Point labeling examples:

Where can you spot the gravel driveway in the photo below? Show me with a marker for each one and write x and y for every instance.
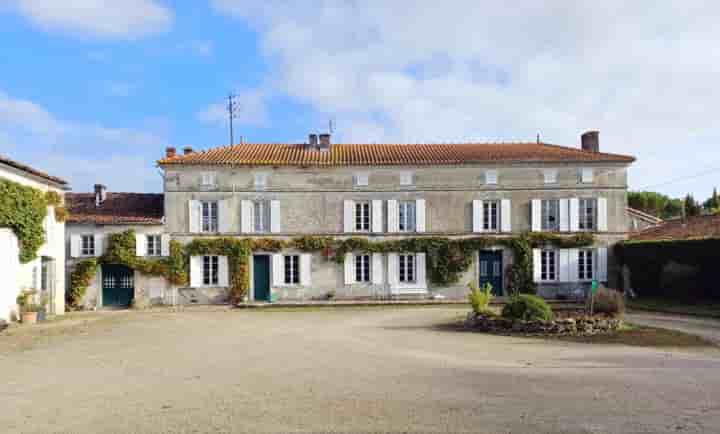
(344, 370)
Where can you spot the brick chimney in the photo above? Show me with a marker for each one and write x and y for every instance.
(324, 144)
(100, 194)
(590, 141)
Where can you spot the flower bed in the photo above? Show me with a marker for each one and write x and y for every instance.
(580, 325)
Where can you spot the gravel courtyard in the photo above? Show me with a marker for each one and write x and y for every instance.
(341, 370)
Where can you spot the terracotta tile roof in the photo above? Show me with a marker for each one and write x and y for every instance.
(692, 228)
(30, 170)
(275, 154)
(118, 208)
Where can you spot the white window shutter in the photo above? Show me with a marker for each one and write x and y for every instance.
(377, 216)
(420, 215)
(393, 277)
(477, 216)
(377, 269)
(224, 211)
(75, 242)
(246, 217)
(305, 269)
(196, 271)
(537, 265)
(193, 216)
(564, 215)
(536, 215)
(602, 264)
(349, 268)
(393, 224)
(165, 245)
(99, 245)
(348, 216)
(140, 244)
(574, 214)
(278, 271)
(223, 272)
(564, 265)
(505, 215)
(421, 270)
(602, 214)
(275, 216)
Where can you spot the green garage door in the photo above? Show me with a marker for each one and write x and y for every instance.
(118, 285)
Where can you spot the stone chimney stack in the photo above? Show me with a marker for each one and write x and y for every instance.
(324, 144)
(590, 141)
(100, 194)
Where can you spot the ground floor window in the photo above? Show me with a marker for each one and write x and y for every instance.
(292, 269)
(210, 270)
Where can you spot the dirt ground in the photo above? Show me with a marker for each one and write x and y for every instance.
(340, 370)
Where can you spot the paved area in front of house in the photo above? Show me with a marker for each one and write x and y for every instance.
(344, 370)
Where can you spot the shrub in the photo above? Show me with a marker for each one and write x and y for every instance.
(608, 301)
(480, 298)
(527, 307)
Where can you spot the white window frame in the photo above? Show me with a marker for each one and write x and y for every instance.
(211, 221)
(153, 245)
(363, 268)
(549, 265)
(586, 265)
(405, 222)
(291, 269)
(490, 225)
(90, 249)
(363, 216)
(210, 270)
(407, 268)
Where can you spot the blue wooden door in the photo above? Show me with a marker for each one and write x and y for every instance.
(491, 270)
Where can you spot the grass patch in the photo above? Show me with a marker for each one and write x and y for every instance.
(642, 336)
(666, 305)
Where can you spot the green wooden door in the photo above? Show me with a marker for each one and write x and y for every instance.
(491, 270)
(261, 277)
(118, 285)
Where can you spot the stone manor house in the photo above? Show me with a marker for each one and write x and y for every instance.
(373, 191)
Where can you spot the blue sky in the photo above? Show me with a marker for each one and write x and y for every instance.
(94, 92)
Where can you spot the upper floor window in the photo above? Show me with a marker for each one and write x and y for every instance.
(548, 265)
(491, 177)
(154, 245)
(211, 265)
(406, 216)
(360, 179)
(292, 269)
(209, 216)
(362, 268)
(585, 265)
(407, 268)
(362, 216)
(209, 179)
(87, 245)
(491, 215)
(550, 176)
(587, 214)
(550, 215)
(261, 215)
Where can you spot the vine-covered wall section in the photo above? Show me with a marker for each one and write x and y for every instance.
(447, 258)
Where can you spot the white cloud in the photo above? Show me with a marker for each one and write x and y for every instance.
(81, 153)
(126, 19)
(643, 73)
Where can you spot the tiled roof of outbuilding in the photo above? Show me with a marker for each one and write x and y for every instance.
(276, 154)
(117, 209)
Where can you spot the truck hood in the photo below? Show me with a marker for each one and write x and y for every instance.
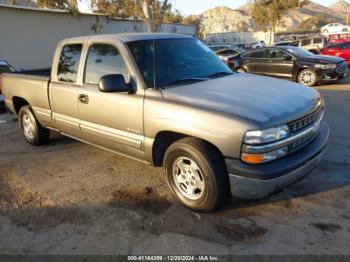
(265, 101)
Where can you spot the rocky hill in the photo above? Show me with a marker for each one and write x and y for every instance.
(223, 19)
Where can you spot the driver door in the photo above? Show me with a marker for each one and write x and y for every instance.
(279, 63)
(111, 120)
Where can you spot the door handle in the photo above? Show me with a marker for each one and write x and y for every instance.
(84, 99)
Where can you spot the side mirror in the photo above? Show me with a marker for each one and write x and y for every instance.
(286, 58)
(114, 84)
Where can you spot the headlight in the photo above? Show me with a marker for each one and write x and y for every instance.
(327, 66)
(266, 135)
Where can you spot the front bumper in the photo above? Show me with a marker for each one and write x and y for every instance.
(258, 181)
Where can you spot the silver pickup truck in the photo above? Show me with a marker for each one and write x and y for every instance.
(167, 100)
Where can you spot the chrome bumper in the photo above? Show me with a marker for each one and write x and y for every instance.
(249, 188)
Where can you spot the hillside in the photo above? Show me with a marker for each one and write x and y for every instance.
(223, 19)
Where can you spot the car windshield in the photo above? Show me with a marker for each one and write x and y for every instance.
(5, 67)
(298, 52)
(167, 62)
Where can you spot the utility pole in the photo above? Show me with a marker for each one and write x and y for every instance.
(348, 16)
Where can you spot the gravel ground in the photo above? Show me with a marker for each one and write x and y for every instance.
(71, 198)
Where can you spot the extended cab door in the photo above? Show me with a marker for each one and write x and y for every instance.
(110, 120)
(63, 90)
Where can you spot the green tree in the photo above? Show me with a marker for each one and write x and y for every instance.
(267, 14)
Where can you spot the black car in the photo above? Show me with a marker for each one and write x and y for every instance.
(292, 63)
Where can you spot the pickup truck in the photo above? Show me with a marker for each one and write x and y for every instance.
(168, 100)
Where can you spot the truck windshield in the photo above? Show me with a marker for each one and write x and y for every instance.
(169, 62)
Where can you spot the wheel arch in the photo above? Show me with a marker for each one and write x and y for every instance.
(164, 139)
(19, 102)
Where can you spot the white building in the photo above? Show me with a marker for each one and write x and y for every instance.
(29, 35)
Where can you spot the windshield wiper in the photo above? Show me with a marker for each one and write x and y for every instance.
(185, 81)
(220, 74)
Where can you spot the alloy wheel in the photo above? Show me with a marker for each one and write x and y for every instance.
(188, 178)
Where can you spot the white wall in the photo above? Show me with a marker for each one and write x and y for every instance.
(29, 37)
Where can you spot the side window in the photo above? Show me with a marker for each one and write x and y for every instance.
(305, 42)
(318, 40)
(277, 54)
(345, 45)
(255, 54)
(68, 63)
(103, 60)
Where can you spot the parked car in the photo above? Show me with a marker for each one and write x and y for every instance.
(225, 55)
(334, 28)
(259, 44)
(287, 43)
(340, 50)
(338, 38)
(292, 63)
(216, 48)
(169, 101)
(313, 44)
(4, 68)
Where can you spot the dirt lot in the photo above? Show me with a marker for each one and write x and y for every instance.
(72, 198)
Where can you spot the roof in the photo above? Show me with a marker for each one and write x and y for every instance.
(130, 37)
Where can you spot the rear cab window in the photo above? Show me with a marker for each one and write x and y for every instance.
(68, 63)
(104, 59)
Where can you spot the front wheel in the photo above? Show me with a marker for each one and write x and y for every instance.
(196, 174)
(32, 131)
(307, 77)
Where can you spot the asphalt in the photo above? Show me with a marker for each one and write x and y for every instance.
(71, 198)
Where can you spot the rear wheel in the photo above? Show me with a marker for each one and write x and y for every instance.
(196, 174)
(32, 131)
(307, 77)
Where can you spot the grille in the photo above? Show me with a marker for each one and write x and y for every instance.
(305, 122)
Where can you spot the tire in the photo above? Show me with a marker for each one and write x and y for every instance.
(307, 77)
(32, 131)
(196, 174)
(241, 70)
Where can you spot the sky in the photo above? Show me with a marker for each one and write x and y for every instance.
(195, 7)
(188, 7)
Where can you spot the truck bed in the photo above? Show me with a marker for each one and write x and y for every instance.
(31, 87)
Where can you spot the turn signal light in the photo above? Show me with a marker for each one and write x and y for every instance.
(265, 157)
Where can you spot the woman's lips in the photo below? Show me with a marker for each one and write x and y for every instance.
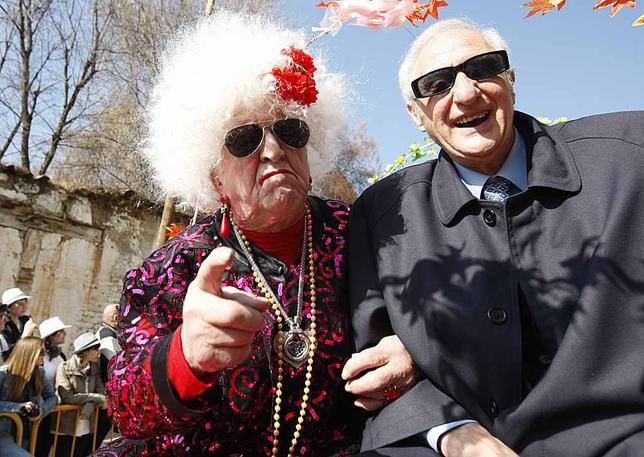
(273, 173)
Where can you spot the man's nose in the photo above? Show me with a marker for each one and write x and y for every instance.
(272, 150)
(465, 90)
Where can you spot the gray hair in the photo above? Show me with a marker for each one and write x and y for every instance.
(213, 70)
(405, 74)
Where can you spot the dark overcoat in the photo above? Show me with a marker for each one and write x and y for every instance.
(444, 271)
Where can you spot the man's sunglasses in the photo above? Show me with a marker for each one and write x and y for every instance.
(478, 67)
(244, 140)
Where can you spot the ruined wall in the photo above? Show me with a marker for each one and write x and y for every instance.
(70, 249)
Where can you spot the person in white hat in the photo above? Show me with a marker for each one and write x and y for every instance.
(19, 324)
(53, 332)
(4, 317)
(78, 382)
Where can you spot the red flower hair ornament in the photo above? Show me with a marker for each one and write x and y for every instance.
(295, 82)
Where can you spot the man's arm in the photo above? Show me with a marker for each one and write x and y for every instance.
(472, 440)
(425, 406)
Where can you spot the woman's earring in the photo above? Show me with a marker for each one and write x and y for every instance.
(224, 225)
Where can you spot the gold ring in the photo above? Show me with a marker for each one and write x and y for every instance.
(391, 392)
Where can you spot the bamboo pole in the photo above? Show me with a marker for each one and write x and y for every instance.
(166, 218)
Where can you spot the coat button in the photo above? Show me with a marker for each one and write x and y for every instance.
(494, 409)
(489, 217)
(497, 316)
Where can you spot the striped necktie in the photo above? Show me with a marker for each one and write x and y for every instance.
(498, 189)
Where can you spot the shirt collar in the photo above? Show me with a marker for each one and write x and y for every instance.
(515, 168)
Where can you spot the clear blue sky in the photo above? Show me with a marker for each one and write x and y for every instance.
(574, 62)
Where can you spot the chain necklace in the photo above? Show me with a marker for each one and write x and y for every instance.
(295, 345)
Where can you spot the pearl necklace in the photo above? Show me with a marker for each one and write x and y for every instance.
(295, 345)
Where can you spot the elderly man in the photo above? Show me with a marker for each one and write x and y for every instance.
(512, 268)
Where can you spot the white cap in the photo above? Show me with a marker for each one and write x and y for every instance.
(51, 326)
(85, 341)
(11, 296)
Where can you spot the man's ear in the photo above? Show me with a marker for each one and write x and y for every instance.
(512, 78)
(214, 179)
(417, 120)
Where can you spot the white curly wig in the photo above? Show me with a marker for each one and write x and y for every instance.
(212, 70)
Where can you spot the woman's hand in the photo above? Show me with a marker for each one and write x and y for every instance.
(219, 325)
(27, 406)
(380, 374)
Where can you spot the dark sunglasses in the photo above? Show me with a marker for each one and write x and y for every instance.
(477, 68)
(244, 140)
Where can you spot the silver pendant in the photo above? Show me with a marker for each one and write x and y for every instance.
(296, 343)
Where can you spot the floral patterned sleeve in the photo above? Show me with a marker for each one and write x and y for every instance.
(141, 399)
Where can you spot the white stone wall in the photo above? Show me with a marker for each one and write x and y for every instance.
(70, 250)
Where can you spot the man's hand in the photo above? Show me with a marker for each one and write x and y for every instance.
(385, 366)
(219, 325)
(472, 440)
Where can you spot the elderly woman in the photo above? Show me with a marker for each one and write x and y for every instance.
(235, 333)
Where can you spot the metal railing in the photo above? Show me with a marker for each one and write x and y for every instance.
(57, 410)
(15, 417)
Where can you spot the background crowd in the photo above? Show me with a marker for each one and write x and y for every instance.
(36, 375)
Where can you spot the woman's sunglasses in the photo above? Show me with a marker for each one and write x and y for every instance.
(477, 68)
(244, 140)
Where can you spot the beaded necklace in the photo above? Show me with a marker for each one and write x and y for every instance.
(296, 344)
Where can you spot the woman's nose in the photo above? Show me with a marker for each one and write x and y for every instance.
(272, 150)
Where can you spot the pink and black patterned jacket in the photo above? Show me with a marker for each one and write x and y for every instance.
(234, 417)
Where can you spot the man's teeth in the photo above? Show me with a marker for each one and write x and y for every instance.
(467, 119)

◆ STATED PROBLEM: The line containing "Where can you spot the white stone" and every line after it, through the end of the records, should be repeated exactly and alone.

◆ EXERCISE SOLUTION:
Where can you spot the white stone wall in the photo above? Show me with a marker for each one and write x and y for every instance.
(70, 250)
Where can you spot the man's hand in the photo above? Show me with a marker for each one and write x and y for every instance.
(385, 366)
(219, 325)
(472, 440)
Where can you spot the elderly woman in the photo above? Show me with a marker for each one and write x and y for every instance.
(235, 333)
Where can you spot the metal railing in the photo above? Show me with a marker for each one and write x and y for every instance.
(57, 410)
(15, 417)
Where can you spot the background crowd in the photo above? Show me with a marker for each one and write x and y for every instance.
(36, 375)
Where can you spot the woman's sunglasses in the photo above? Show me with a marker for each one and write x and y for every instance.
(477, 68)
(244, 140)
Where can you spot the beaded necklace in the photo above? Show me with a marker for each one and write x and y for every instance.
(296, 344)
Where can you spot the woman's nose in the photo above? Show me with a marker for each one and write x and y for every instance.
(272, 150)
Where can you spot the pink and black patterned jacket in the photo above? Show me with a marker for each one and write x and y for every instance.
(234, 417)
Where can you spot the man's teeth in the photo above? Show me with a marker for each one and write x and y for every instance.
(467, 119)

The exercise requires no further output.